TASK INSTRUCTIONS:
A: In the passage on the Burgundian dukes, reproduce the text word for word, starting with "The first Estates General" and going on through "policy of centralisation.".
B: According to the passage on the Burgundian dukes, where and on what date did the first Estates General of the Burgundian territories meet?
C: Render this sentence from the passage on the Burgundian dukes in Spanish: "Up to 1464, the Duke only maintained ties with each of the provincial States separately."

READING TEXT:
The sheer burden of variety of bishoprics and independent cities, the intensely local partisanship, the various taxation systems, weights and measures, internal customs barriers, fiercely defended local rights were all hindrances to a "good Valois". Attempts at enlarging personal control by the dukes resulted in revolts among the independent towns (sometimes supported by independent local nobles) and bloody military suppression in response. An increasingly modernized central government, with a bureaucracy of clerks, allowed the dukes to become celebrated art patrons and establish a glamorous court life that gave rise to conventions of behavior that lasted for centuries. Philip the Good (1419–1467) extended his personal control to the southeast; bringing Brussels, Namur and Liège under his control. He channeled the traditional independence of the cities through such mechanisms as the first Estates-General, and consolidating of the region's economy.

The first Estates General of the Burgundian territories met in the City Hall of Bruges on 9 January 1464. It included delegates from the Duchy of Brabant, the County of Flanders, Lille, Douai and Orchies, the County of Artois, the County of Hainaut, the County of Holland, the County of Zeeland, the County of Namur, the Lordship of Mechelen, and the Boulonnais. Up to 1464, the Duke only maintained ties with each of the provincial States separately. In principle, the provincial Estates were composed of representatives of the three traditional estates: clergy, nobility and the Third Estate, but the exact composition and influence of each estate (within the provincial Estates) could differ. Convening an Estates General in which all provincial Estates were represented was part of Philip the Good's policy of centralisation.

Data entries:
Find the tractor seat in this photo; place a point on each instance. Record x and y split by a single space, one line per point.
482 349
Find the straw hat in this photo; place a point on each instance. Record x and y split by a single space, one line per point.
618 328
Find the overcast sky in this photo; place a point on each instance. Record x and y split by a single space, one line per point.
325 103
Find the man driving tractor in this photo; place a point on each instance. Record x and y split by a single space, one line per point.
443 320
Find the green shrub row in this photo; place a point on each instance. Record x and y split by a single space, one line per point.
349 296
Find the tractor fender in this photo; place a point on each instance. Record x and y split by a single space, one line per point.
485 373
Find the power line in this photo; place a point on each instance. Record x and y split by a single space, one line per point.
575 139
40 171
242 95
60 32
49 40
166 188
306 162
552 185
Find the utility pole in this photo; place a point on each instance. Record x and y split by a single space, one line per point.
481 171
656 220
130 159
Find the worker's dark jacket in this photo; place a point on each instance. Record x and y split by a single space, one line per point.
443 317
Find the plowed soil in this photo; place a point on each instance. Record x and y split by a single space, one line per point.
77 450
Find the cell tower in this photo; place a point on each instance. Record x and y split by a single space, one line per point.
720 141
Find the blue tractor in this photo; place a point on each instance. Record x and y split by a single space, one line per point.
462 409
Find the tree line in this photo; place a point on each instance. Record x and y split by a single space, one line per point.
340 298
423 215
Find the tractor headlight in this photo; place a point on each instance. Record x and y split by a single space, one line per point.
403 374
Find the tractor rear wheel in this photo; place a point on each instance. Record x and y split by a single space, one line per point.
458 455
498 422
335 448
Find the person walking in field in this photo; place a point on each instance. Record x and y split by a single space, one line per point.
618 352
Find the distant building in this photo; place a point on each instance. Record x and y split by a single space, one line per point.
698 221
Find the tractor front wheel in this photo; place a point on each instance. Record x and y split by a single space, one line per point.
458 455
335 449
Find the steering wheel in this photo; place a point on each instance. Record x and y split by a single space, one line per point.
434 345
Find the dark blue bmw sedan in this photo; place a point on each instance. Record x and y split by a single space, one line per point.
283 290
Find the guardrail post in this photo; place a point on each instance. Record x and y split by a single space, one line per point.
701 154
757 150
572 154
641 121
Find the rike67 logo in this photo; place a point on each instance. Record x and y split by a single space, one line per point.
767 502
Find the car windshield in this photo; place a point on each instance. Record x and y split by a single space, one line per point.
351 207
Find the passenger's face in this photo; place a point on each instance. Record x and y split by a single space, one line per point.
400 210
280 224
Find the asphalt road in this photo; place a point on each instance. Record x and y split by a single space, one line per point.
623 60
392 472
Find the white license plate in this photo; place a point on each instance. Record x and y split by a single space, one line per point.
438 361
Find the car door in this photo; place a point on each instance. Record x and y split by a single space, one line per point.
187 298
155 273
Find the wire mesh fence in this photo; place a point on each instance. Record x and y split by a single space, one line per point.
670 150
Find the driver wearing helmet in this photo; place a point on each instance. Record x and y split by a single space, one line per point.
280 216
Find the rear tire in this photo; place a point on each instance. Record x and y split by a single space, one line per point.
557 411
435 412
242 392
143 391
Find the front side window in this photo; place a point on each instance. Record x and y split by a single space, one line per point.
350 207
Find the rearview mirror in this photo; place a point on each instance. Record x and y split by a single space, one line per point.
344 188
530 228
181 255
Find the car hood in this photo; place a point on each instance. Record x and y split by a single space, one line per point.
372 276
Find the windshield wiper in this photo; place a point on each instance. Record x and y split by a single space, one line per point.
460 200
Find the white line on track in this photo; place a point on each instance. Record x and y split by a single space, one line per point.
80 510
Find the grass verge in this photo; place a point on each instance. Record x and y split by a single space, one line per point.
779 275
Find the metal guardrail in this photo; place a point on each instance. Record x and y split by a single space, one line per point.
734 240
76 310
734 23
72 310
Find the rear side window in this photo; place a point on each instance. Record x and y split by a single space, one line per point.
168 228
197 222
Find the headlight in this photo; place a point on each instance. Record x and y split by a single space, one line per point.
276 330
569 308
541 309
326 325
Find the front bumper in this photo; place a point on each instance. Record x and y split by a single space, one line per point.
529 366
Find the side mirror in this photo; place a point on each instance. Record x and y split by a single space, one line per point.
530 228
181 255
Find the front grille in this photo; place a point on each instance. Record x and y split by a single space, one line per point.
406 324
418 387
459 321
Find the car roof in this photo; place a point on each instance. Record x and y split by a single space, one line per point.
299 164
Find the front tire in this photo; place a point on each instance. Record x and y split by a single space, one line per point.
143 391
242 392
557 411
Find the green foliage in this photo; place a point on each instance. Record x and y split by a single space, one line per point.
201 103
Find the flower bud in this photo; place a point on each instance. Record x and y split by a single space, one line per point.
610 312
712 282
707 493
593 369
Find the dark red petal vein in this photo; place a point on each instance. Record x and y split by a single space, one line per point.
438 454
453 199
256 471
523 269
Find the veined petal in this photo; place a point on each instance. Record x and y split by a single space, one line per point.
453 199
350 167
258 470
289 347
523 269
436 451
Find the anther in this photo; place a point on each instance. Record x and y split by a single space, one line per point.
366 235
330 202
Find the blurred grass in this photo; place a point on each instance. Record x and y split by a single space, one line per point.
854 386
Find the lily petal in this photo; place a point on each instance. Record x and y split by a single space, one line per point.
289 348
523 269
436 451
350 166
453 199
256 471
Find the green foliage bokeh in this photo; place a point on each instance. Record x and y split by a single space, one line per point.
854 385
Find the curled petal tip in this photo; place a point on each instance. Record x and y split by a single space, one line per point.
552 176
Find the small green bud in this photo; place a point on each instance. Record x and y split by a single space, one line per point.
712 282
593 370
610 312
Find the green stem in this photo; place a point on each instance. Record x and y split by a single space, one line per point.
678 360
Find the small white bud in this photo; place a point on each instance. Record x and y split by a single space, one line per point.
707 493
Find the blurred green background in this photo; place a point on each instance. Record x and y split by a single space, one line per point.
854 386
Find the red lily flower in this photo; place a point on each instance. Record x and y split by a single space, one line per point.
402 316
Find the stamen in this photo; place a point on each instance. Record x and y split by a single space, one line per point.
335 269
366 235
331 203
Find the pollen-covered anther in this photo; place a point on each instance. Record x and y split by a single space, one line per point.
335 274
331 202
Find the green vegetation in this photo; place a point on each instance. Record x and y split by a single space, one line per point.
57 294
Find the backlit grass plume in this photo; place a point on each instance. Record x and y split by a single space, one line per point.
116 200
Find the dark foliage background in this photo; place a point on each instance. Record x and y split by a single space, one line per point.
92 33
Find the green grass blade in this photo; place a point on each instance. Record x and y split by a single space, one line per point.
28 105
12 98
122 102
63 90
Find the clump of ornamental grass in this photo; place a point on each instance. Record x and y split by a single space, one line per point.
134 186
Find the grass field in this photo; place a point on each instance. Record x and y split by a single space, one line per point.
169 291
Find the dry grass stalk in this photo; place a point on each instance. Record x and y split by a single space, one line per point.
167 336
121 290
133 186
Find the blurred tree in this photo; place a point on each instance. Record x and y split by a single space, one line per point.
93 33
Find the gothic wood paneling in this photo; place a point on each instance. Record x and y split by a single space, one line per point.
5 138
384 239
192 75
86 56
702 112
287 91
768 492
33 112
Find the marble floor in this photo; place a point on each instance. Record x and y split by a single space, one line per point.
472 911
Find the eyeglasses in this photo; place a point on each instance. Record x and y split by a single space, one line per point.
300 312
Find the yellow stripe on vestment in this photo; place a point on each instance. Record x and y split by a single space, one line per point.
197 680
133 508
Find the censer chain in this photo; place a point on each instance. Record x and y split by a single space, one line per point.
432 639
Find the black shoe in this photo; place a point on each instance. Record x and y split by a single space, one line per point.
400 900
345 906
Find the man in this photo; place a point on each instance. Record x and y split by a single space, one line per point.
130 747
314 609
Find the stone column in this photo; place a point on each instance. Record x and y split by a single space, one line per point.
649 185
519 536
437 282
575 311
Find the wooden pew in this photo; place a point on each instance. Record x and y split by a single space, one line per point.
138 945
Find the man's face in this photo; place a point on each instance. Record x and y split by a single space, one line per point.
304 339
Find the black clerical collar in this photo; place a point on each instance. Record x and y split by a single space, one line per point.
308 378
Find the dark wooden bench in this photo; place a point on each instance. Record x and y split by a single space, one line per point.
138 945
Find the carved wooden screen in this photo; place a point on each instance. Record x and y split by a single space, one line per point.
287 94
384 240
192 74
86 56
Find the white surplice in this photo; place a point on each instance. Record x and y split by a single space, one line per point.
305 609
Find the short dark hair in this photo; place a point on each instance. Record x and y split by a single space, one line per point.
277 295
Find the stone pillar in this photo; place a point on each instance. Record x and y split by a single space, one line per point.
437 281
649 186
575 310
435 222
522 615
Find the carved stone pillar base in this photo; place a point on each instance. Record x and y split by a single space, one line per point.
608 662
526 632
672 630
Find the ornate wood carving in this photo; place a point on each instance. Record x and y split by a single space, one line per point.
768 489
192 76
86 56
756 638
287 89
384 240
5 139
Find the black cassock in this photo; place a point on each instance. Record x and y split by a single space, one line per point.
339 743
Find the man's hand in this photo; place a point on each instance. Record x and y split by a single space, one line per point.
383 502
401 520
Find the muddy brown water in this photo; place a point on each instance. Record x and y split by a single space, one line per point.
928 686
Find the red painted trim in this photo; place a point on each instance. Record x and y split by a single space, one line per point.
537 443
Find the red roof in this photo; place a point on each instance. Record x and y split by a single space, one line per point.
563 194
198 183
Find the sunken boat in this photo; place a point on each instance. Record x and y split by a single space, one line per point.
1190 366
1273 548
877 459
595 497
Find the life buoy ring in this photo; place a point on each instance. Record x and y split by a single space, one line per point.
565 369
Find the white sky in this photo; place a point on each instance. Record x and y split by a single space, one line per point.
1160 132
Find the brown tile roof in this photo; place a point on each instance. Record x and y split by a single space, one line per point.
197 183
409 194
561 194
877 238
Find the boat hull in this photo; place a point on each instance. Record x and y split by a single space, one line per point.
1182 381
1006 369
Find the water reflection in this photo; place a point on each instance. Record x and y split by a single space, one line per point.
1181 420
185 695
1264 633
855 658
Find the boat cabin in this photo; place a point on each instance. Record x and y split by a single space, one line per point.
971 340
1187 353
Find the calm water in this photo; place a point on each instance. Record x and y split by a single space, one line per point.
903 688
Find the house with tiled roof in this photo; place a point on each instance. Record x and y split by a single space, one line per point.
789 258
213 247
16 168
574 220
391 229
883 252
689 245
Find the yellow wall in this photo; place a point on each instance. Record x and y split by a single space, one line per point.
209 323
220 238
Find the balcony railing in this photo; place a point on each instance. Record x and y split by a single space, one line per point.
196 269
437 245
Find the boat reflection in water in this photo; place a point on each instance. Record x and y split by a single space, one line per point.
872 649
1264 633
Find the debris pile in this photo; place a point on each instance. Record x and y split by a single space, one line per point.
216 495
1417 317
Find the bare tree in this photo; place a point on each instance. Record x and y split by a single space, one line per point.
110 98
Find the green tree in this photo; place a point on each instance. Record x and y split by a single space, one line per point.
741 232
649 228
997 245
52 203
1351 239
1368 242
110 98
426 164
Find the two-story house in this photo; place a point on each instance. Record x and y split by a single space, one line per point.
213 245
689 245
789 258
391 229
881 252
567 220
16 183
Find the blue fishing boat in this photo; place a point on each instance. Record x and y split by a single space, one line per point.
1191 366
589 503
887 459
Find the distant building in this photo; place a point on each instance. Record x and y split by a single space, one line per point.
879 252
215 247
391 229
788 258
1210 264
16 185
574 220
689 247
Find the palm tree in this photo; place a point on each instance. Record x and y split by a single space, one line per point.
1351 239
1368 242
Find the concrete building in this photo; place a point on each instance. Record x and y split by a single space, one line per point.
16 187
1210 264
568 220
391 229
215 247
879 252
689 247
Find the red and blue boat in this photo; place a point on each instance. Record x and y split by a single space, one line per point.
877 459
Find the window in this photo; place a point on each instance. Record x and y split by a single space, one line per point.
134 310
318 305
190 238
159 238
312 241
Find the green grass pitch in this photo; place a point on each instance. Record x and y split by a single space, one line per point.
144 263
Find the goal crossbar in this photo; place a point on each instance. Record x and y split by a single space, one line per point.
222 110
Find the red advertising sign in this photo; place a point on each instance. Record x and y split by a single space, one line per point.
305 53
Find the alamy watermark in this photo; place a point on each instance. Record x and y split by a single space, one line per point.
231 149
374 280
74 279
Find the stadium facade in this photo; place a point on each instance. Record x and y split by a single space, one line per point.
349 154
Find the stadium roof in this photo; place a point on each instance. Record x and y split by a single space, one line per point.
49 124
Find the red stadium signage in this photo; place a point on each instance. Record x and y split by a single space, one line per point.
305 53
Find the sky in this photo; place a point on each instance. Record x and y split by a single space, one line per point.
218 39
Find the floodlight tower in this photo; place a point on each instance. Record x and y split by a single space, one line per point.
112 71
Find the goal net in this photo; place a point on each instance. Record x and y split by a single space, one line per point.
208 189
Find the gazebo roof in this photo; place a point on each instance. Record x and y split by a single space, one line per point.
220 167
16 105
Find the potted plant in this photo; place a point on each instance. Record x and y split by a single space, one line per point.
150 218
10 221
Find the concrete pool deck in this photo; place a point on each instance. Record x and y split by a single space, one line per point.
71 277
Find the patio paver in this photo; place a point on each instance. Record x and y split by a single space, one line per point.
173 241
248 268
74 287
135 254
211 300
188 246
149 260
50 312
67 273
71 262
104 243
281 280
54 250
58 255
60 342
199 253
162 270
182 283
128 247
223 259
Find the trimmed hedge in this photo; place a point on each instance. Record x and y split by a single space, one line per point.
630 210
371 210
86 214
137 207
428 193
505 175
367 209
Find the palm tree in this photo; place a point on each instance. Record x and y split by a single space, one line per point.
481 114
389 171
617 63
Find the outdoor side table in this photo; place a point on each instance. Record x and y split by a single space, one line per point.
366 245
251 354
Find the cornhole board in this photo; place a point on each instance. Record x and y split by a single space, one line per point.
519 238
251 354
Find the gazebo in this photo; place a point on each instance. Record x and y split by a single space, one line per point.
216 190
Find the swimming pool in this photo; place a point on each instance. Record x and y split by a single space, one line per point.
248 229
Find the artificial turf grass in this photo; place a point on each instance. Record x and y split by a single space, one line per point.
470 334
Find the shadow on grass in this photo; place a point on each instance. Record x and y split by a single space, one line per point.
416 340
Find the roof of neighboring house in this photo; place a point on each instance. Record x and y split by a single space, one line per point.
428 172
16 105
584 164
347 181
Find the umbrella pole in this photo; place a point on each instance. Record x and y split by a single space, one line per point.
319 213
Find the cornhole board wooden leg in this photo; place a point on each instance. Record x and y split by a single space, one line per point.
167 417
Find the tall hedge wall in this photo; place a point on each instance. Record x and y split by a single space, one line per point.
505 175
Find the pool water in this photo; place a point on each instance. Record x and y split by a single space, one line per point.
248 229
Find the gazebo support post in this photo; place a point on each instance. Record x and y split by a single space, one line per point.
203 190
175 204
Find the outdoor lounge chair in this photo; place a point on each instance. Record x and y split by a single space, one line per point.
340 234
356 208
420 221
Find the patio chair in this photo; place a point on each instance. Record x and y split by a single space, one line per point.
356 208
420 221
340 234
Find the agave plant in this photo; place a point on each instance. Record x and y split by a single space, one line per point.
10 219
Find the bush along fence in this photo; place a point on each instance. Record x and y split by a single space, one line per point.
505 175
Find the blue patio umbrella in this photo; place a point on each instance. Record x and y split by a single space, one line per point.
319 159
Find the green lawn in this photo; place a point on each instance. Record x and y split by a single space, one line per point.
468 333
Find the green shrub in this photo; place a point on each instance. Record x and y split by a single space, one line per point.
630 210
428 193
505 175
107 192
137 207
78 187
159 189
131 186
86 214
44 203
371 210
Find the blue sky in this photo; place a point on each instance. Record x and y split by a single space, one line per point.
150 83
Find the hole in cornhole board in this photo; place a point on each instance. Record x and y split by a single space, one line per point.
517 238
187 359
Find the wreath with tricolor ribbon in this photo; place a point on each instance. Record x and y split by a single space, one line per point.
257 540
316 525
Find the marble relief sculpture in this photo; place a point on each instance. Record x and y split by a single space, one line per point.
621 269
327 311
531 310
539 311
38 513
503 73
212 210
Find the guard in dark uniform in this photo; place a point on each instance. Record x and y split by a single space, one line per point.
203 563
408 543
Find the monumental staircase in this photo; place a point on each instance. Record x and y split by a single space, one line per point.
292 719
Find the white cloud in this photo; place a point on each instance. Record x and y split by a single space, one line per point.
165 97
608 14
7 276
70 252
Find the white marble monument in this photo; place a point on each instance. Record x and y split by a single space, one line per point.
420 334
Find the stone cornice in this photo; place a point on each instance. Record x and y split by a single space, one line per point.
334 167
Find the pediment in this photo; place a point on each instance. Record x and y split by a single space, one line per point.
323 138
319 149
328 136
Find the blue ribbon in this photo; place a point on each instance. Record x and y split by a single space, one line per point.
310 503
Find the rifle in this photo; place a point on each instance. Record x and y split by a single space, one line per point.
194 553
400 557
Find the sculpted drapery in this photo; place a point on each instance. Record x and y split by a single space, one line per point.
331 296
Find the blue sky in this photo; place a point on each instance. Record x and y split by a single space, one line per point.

RESPONSES TO THE EXERCISE:
A:
The first Estates General of the Burgundian territories met in the City Hall of Bruges on 9 January 1464. It included delegates from the Duchy of Brabant, the County of Flanders, Lille, Douai and Orchies, the County of Artois, the County of Hainaut, the County of Holland, the County of Zeeland, the County of Namur, the Lordship of Mechelen, and the Boulonnais. Up to 1464, the Duke only maintained ties with each of the provincial States separately. In principle, the provincial Estates were composed of representatives of the three traditional estates: clergy, nobility and the Third Estate, but the exact composition and influence of each estate (within the provincial Estates) could differ. Convening an Estates General in which all provincial Estates were represented was part of Philip the Good's policy of centralisation.

B: In the City Hall of Bruges on 9 January 1464.

C: Hasta 1464, el duque solo mantenía vínculos con cada uno de los Estados provinciales por separado.